WORK TO BE COMPLETED
Rewrite all the lines of the items below, including the requests, but multiply every point coordinate in the answers by 1.55 and round each result to a whole number, with halves rounded up. Leave the pictures out of your answer.

INPUT
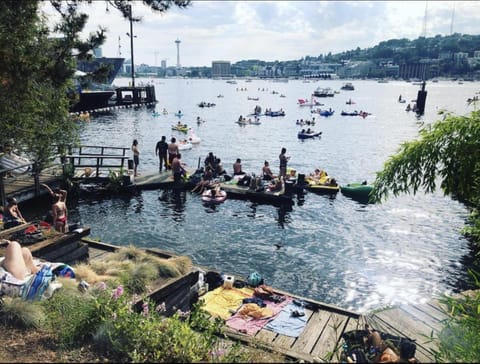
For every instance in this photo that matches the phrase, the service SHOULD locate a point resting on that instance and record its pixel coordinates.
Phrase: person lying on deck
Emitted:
(11, 214)
(18, 260)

ANSWER BELOW
For every instance in this photo that matches the phrase, the service SHOULD locate a point resting on that instance and record its pixel coordinates.
Phrase: person lying on deck
Emitted:
(17, 332)
(28, 403)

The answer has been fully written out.